> [What the exercise asks] Provide an exact repetition of every entry, with no word altered.

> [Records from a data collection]
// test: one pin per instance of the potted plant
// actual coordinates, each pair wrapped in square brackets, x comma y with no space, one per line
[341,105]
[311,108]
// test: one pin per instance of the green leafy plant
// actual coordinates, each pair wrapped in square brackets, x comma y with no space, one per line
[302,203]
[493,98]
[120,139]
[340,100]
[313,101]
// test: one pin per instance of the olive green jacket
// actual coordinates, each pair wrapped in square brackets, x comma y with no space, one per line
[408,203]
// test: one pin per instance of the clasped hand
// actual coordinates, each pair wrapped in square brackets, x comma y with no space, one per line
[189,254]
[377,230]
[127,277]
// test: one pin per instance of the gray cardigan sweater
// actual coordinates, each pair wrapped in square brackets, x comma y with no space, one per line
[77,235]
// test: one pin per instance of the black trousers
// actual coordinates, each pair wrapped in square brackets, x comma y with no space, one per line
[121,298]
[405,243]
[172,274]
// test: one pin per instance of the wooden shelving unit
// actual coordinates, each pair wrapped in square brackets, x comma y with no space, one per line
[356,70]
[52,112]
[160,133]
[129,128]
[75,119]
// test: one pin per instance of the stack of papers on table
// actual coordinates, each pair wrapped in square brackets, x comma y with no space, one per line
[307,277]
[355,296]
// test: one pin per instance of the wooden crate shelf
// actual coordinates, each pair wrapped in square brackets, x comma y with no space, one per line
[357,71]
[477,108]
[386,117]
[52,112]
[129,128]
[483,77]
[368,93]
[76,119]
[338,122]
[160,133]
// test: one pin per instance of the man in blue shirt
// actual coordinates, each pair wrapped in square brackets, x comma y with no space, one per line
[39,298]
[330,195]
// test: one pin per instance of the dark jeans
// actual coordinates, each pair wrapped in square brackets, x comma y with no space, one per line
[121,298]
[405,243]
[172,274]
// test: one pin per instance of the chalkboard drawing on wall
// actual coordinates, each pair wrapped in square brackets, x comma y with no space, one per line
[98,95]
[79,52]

> [Solved exercise]
// test: one pin per instance of the potted plant
// actual coordinates, each pair wrapped in square brackets, x comma y with no space, one per line
[341,105]
[311,108]
// test: one pin per instance of the green leafy plant
// actual coordinates, each pair wrapped in square brackets, x comma y with no space, one per line
[302,203]
[493,98]
[120,139]
[340,100]
[313,101]
// test: one pin per instance of the olive green jacket
// actual coordinates, each pair wrapped in square brackets, x comma y with no space, one per line
[408,203]
// test: one pin per instance of the clasped hand
// actual coordinates, each pair wrapped in square brackets, x comma y with no space, one per line
[189,254]
[377,230]
[127,277]
// test: one pin per instance of the gray cardigan sweater
// actual coordinates, each pair wrapped in square brackets, x comma y with no space, one per line
[77,235]
// test: one pin per instance of the black trousers
// actual coordinates, each pair wrapped in square brackets, x comma y with no space, one per line
[121,298]
[405,243]
[172,274]
// test: one pin per instance of the wooden shelving unit
// actual coordinates, each pair wrapped in square brackets, x comma y with no space, one per line
[356,70]
[52,112]
[160,133]
[129,128]
[75,119]
// test: one pin per instance of the stack of papers on table
// actual coordinates, each pair wrapped in square brackets, x comma y with no space, one per line
[307,277]
[355,296]
// test: one pin per instance of the wooden crate shelf
// actual coordinates, each pair wrapped in square brackets, x comma y with no space, one per line
[357,71]
[477,108]
[386,117]
[52,112]
[129,128]
[483,77]
[368,93]
[76,119]
[338,122]
[160,133]
// test: one pin per instance of the man in blue shirt
// actual coordinates, each pair wrapped in square brackets, x comma y with no space, one per line
[39,298]
[330,195]
// test: one pin per instance of the dark jeans
// actual coordinates, each pair wrapped in square brackets, x comma y with no space, one per line
[121,298]
[405,243]
[172,274]
// test: one pin per instance of the chalkboard drawing on wall
// actual coordinates, each pair wrapped in square brackets, x comma y with no space, one per line
[98,95]
[79,52]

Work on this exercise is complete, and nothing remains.